Data extracted from a collection =>
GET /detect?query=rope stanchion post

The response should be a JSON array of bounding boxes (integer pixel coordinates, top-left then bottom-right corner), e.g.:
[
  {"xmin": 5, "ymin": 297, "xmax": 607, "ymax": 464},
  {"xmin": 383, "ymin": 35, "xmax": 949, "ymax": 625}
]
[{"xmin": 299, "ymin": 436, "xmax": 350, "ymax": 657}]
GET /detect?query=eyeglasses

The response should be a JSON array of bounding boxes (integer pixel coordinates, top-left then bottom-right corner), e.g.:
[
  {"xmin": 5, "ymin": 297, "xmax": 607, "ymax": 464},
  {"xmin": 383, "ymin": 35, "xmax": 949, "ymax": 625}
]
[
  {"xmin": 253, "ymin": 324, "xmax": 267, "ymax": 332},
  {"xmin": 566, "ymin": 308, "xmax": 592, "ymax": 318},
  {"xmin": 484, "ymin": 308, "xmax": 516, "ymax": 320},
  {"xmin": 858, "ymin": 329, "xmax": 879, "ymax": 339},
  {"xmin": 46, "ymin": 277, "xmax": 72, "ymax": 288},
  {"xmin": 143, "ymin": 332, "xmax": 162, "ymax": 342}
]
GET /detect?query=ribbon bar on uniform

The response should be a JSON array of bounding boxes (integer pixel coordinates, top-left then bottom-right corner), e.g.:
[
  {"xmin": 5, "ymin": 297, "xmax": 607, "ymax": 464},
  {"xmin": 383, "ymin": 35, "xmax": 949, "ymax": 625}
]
--
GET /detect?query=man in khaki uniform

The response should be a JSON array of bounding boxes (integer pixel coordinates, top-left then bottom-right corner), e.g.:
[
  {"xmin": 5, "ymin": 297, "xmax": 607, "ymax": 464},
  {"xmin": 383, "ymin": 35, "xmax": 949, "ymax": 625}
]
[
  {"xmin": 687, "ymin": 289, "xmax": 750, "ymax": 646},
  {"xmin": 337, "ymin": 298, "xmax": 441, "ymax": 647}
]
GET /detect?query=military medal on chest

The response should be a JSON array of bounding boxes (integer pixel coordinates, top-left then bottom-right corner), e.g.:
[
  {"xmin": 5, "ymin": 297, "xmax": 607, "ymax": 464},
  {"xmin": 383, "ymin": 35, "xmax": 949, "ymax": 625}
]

HOW TO COMPLETE THIS TASK =>
Among the entries above, the lines between the ones containing "GET /detect?query=rope stanchion post" and "GET /detect?query=ribbon bar on uniform", inclusive, are to be transcribed exactly. No other line is to be given.

ANSWER SPACE =>
GET /detect?query=rope stanchion post

The response should be a JSON array of bounding boxes (integer pixel coordinates, top-left then bottom-right corner), e.g.:
[
  {"xmin": 5, "ymin": 297, "xmax": 607, "ymax": 464},
  {"xmin": 383, "ymin": 35, "xmax": 949, "ymax": 625}
]
[{"xmin": 299, "ymin": 436, "xmax": 350, "ymax": 657}]
GET /detect?query=eyeglasses

The response should be a JSON array of bounding boxes (integer pixel coordinates, top-left then bottom-right corner), e.g.:
[
  {"xmin": 5, "ymin": 297, "xmax": 607, "ymax": 464},
  {"xmin": 383, "ymin": 35, "xmax": 949, "ymax": 625}
]
[
  {"xmin": 253, "ymin": 324, "xmax": 267, "ymax": 332},
  {"xmin": 566, "ymin": 308, "xmax": 592, "ymax": 318},
  {"xmin": 484, "ymin": 308, "xmax": 516, "ymax": 320},
  {"xmin": 858, "ymin": 329, "xmax": 879, "ymax": 339},
  {"xmin": 46, "ymin": 277, "xmax": 72, "ymax": 288},
  {"xmin": 143, "ymin": 332, "xmax": 162, "ymax": 342}
]
GET /detect?query=ribbon bar on uniform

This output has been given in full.